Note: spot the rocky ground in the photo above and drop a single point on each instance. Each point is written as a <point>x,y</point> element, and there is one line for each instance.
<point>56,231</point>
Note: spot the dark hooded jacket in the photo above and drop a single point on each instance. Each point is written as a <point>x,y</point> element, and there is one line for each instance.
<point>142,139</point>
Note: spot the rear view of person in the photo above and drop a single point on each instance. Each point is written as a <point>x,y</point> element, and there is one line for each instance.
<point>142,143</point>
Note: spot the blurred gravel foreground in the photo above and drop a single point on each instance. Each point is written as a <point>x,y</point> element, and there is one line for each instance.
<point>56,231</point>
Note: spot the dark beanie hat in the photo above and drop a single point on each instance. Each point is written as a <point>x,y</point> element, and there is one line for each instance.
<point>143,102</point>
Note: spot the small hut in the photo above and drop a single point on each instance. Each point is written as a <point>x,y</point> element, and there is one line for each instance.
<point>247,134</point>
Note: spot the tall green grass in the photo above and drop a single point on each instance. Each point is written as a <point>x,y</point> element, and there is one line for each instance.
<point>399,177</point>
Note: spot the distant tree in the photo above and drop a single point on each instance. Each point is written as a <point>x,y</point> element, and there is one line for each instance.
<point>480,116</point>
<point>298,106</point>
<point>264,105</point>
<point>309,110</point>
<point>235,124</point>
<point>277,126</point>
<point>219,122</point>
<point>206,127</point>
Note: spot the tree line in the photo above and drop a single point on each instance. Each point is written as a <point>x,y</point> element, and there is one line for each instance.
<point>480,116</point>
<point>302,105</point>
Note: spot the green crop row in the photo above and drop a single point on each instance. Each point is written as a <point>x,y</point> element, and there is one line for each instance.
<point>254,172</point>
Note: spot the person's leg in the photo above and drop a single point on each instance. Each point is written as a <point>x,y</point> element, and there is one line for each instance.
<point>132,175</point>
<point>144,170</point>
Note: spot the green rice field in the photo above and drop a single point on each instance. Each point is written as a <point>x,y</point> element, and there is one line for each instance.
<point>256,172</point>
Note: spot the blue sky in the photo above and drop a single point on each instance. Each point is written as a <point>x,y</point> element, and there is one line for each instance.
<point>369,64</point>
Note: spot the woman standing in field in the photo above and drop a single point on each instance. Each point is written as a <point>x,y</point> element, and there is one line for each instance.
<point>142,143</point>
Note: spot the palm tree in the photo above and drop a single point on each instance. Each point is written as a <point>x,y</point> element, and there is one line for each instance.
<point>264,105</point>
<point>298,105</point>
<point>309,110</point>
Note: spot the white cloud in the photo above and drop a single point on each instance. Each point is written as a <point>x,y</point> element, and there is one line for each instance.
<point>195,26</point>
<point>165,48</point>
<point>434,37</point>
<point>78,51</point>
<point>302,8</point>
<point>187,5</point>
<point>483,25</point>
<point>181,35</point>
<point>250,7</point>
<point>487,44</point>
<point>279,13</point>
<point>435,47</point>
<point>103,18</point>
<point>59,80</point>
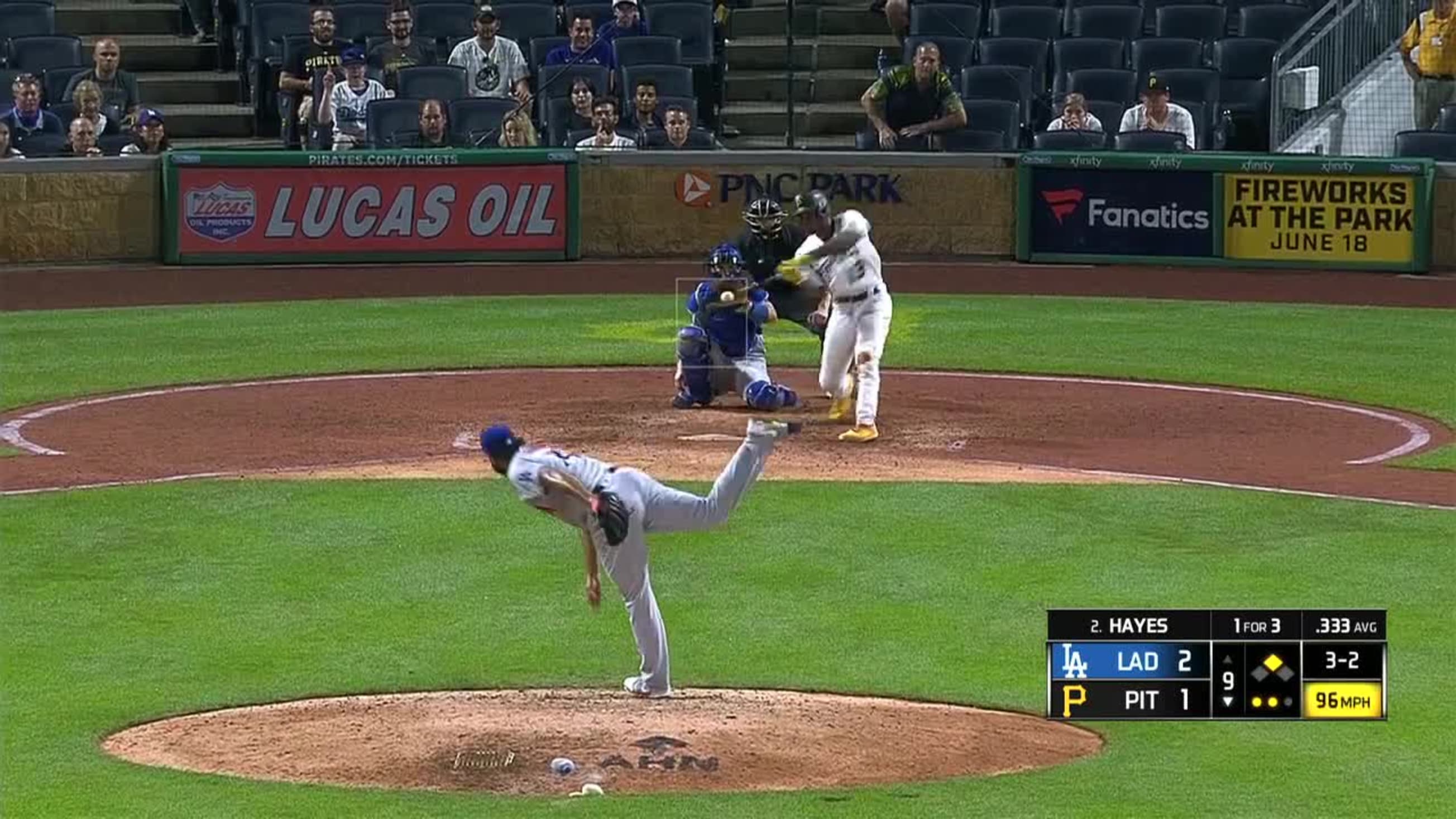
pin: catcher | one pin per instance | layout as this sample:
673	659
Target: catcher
722	350
616	514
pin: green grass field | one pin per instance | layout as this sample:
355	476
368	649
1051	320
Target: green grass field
126	605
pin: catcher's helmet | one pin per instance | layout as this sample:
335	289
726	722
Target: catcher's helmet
765	218
813	202
724	261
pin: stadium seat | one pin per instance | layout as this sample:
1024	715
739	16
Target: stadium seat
956	51
449	24
39	53
478	120
392	123
998	116
689	22
945	20
1027	21
672	80
1069	140
1112	85
648	50
1076	53
358	21
1448	121
1160	53
1272	22
540	47
1151	142
444	84
523	22
27	20
1193	22
1116	22
1017	51
1435	145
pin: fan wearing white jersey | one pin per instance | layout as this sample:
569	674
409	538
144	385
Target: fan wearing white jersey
615	507
837	248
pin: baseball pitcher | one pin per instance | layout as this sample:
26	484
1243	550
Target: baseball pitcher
615	509
722	350
839	250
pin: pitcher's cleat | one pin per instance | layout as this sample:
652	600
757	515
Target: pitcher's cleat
863	433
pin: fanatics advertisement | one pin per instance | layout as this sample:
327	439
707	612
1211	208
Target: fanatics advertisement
370	213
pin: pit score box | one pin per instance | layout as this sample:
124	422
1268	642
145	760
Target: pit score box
1216	665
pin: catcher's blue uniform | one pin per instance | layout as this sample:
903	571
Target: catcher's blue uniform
722	350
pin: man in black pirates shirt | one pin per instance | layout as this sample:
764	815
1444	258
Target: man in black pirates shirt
305	69
763	245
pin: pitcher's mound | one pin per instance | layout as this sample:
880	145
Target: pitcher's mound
701	739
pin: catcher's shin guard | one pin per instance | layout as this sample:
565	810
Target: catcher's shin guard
692	352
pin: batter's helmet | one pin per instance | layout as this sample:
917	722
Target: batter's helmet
724	261
765	218
813	202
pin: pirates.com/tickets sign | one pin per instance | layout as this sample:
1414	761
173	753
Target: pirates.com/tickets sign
399	206
1225	209
1337	219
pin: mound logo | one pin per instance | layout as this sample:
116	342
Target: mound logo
221	213
1064	203
693	190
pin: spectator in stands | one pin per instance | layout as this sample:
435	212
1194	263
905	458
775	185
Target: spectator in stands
88	104
82	139
118	88
583	97
25	117
1157	114
585	49
1075	116
644	108
346	104
150	135
518	130
1431	39
605	120
434	130
494	65
626	22
403	50
308	68
913	101
6	152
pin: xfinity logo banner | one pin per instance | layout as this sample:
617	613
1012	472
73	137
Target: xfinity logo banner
1126	213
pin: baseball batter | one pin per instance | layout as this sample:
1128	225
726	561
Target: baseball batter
722	350
837	248
615	507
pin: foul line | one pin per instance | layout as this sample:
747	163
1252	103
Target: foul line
1419	436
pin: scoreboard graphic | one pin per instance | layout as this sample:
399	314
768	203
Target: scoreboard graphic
1216	664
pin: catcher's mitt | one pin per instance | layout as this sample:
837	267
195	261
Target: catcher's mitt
612	516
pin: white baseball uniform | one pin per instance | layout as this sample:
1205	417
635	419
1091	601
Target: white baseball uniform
861	318
653	507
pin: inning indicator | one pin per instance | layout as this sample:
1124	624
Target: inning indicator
1216	664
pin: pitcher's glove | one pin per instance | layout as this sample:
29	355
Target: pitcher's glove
612	516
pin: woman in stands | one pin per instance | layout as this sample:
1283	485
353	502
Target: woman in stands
6	152
152	135
518	130
88	101
1075	116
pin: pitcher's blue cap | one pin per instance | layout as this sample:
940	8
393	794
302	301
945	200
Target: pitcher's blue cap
500	440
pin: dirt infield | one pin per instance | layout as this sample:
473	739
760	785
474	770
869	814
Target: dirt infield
58	288
701	739
935	424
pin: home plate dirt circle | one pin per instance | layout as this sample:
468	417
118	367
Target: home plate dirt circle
701	739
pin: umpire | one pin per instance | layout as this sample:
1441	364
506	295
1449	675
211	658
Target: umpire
763	245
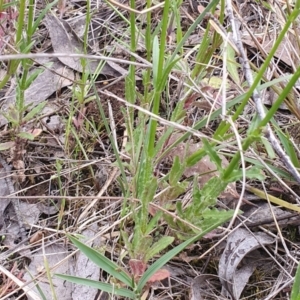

□ □ □ □ □ □ □

→ About this exercise: Could you output every entry exactly as written, skipping the pictures?

→ Task response:
Note: spot the rocky ground in the photo above and drop a single point on each instance. Each point is written as a <point>x,y</point> element, and there is one line for each instance.
<point>56,231</point>
Note: spot the dark hooded jacket in the photo above and drop a single point on each instance. Each point is written as a <point>x,y</point> element, and there is one line for each instance.
<point>142,139</point>
Note: spot the rear view of person in the photo above and drop a single point on each instance. Each point is written as a <point>x,y</point> element, and there is one line for each instance.
<point>142,143</point>
Note: spot the blurred gravel foreground in the photo above and drop a single point on each instance. Each point is written as a <point>x,y</point> element, and there is one line for each instance.
<point>56,231</point>
Note: spot the dark beanie hat in the photo above and drop a single point on each instance. Each point is written as a <point>x,y</point> element, and there is one line for each instance.
<point>143,102</point>
Note: spot the small hut in the photo above and drop a single point on each instance. Each point is written as a <point>x,y</point> element, and there is one line for each instance.
<point>247,134</point>
Note: spot the tall green grass in the photo above and drop a single point on each instance. Each point is written as a <point>x,y</point> element, and there is one line for each instance.
<point>399,177</point>
Note: spot the distant tree in the photo above and drop a single point on each instance. Each point is written as a <point>x,y</point> element, and there is one line for each instance.
<point>480,116</point>
<point>298,106</point>
<point>264,105</point>
<point>309,110</point>
<point>235,124</point>
<point>277,126</point>
<point>219,122</point>
<point>206,127</point>
Note: spot the tree line in the photo above and drop a single point on each instance. Each point is written as a <point>x,y</point> element, and there is one line for each instance.
<point>480,116</point>
<point>302,105</point>
Note: spot the green crop row in the photo above and drop a single point on each instance. Each point is written as a <point>x,y</point> element, and there is one line for each instance.
<point>254,172</point>
Note: spot the person's leg in the photo above and drop a single point on each instance. Each point is written as a <point>x,y</point> element, and there is one line for each instance.
<point>132,175</point>
<point>144,170</point>
Note: spot the green rice field in the photo above and drop a single point on each instance. Each point is written as a <point>x,y</point> element, and there is one line for each instance.
<point>256,172</point>
Note: spot the blue sky in the photo above and drop a single point on each instance. Each point is written as a <point>x,y</point> element, and there is one line for each instance.
<point>369,64</point>
Note: spot the woman standing in field in the photo above and drop a single point on each instance. Each point is written as a <point>x,y</point> element, and there is one line for each instance.
<point>142,143</point>
Note: spot the palm tree in the photo above and drop a single point on each instance. Each point is written as a <point>x,y</point> element, and there is one line for each instance.
<point>264,105</point>
<point>298,105</point>
<point>309,110</point>
Note: spot the white cloud in the photo above and drop a single point on each instance. Each point is written as a <point>x,y</point> element, and there is one line for each instance.
<point>195,26</point>
<point>165,48</point>
<point>434,37</point>
<point>78,51</point>
<point>302,8</point>
<point>187,5</point>
<point>483,25</point>
<point>181,35</point>
<point>250,7</point>
<point>487,44</point>
<point>279,13</point>
<point>435,47</point>
<point>103,18</point>
<point>59,80</point>
pin: catcher | one pin per instance | layout as this sample:
673	659
Target: catcher
722	350
616	514
pin: green grass field | one pin per instance | layout as this sample:
355	476
368	649
1051	320
Target: green grass field
126	605
pin: catcher's helmet | one pin per instance | layout as this sample:
335	289
726	722
Target: catcher's helmet
765	218
813	202
724	261
pin: stadium seat | one pin per instance | layout as this sample:
1024	715
739	16
Target: stadium seat
956	51
449	24
39	53
478	120
392	123
998	116
689	22
945	20
1027	21
672	80
1069	140
1112	85
648	50
1076	53
358	21
1448	121
1160	53
1272	22
540	47
1151	142
444	84
523	22
27	20
1193	22
1116	22
1017	51
1435	145
pin: fan wearing white jersey | one pin per instance | layout as this sample:
569	674
409	538
144	385
Target: fan wearing white jersey
615	507
837	248
pin: baseball pitcher | one pin per instance | layout as this sample:
26	484
1243	550
Target: baseball pitcher
615	509
722	350
839	250
pin: pitcher's cleat | one pin per instance | layout as this sample:
652	600
757	515
Target: pitcher's cleat
863	433
pin: fanatics advertisement | one pin per instance | layout as this sample:
327	439
707	612
1211	208
Target: fanatics advertisement
370	213
pin: pit score box | one pin per instance | layout as this sample:
124	422
1268	642
145	760
Target: pit score box
1216	665
pin: catcher's blue uniform | one pin per instance | layout as this sample:
903	571
Target: catcher's blue uniform
722	350
pin: man in black pirates shirt | one pin per instance | layout as this sample:
764	815
1444	258
Target: man in black pirates shirt
305	69
763	245
pin: pitcher's mound | one pin per instance | layout as this sample:
880	145
Target: pitcher's mound
701	739
pin: catcher's shin guard | one pin per instance | layout as this sample:
565	810
Target: catcher's shin guard
692	352
pin: batter's helmet | one pin per instance | layout as this sample:
917	722
Target: batter's helmet
724	261
765	218
813	202
pin: pirates.com/tickets sign | one pin per instance | layout as this sample:
1414	761
173	753
Target: pirates.com/tickets sign
399	206
1225	209
1337	219
pin: mound logo | one pin per instance | layout as this sample:
116	342
Target: mound logo
221	213
1064	203
693	190
pin: spectator in stands | one pin per instance | layout as this sample:
435	212
1194	263
905	458
775	185
Target: spectator in stands
88	104
82	139
118	88
583	97
25	117
1157	114
585	49
1075	116
644	108
346	104
150	135
518	130
1431	39
605	120
434	130
494	65
626	22
403	50
308	68
913	101
6	152
pin: xfinity logo banner | one pin per instance | layout as this sample:
617	613
1012	472
73	137
Target: xfinity logo banner
1126	213
pin: baseball batter | one pin per instance | layout as this sample:
1128	225
726	561
Target: baseball batter
722	350
837	248
615	507
pin: foul line | one pin per instance | layout as this sample:
747	163
1252	103
Target: foul line
1419	436
pin: scoreboard graphic | one pin per instance | layout as this sample:
399	314
768	203
Target: scoreboard graphic
1216	664
pin: catcher's mitt | one pin per instance | layout as this sample:
837	267
195	261
Target: catcher's mitt
612	516
pin: white baseball uniform | one pin per instance | layout as this sample:
1205	417
635	419
1091	601
Target: white baseball uniform
861	318
653	507
pin: inning indicator | one pin per instance | layout as this sample:
1124	624
Target: inning indicator
1216	664
pin: pitcher's glove | one pin per instance | layout as this sample:
29	355
Target: pitcher's glove
612	516
pin: woman in stands | one pin per instance | layout as this sample:
1283	485
353	502
Target: woman in stands
6	152
152	135
518	130
88	101
1075	116
pin: pitcher's blue cap | one pin per instance | layout as this sample:
940	8
393	794
302	301
945	200
Target: pitcher's blue cap
500	440
pin: dirt infield | one pin per instance | layout as this sample:
473	739
760	785
474	770
869	814
Target: dirt infield
58	288
701	739
935	424
pin: home plate dirt circle | one pin per instance | layout as this sample:
468	417
118	367
Target: home plate dirt circle
701	739
pin: umpire | one pin per instance | layout as this sample:
1441	364
506	295
1449	675
211	658
Target: umpire
763	245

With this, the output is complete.